◆ **PROMPT**:
Which of the lines below include "suit"? Each one should be copied out.
BEGIN EXTRACTED INFORMATION
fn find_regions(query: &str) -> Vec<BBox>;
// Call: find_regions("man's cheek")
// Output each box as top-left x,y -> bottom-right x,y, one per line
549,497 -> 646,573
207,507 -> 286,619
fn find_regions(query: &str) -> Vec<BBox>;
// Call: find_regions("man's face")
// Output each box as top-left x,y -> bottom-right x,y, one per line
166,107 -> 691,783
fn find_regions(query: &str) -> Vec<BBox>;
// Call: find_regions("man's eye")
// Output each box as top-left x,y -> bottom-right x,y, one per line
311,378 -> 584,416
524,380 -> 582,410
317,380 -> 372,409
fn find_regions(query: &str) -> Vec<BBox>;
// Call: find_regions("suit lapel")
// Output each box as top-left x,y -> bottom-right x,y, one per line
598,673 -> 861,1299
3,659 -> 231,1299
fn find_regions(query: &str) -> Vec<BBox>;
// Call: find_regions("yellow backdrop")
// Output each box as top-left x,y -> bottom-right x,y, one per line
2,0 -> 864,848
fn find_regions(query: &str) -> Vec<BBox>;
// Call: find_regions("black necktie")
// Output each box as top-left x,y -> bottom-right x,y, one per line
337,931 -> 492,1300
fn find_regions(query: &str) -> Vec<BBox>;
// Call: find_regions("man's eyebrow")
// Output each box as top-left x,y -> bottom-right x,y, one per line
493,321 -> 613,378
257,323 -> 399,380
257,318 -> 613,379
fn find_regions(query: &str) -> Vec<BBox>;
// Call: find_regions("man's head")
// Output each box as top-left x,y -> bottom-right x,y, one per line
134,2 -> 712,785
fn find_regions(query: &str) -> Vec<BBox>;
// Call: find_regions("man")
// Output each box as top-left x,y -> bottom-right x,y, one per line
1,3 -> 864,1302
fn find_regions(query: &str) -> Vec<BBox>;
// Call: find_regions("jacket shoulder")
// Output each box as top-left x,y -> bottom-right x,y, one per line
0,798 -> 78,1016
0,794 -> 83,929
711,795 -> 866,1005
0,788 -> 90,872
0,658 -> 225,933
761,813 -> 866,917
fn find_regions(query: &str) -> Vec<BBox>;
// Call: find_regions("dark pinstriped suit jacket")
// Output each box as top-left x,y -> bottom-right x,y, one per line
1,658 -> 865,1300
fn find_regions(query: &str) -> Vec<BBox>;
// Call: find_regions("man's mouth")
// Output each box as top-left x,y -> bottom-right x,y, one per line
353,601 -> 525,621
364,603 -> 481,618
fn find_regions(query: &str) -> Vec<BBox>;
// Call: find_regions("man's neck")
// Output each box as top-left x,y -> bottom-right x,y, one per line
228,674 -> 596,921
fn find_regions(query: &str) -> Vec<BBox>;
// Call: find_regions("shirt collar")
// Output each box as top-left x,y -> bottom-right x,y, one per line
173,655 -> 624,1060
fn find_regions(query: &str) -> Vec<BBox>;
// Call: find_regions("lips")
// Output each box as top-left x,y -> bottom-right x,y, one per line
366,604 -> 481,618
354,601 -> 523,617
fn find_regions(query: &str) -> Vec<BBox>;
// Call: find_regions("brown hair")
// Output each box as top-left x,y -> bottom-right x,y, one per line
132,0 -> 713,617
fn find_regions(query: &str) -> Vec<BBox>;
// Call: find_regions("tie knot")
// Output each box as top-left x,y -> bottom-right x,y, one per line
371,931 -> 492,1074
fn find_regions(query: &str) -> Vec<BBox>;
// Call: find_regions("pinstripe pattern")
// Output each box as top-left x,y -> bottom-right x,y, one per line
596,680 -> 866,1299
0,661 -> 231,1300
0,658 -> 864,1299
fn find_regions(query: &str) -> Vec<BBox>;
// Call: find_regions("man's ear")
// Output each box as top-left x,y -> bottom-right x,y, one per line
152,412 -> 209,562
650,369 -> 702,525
END EXTRACTED INFORMATION
◆ **RESPONSE TO THIS EXERCISE**:
// Call: find_regions("suit lapel")
// Call: find_regions("dark pinstriped suit jacket")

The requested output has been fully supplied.